[Stored data entries]
:::
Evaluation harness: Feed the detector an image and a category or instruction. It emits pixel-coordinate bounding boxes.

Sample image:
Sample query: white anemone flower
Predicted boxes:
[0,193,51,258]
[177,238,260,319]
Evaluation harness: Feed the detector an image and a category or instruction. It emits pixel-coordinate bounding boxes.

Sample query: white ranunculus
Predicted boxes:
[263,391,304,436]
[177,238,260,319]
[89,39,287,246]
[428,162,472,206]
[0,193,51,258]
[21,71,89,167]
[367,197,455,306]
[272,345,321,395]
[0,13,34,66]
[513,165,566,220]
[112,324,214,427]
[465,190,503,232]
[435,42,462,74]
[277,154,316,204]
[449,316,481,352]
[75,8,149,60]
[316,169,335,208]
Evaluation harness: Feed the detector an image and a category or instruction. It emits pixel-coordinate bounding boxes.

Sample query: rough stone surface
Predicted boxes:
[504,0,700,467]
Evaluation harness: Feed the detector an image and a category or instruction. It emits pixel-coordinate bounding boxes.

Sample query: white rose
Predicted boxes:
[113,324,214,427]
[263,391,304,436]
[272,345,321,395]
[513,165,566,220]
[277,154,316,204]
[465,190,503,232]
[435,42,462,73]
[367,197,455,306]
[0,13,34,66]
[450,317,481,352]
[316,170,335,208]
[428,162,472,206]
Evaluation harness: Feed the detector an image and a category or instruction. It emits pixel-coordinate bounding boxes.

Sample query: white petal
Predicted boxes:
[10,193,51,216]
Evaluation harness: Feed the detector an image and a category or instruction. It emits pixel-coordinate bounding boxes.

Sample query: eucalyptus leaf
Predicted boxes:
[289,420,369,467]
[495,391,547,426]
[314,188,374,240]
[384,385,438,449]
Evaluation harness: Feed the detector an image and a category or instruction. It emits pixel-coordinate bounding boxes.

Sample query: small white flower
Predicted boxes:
:::
Report how many lines of the entries above contain the string "Sample". Give only the number.

▶ **Result of this exercise**:
8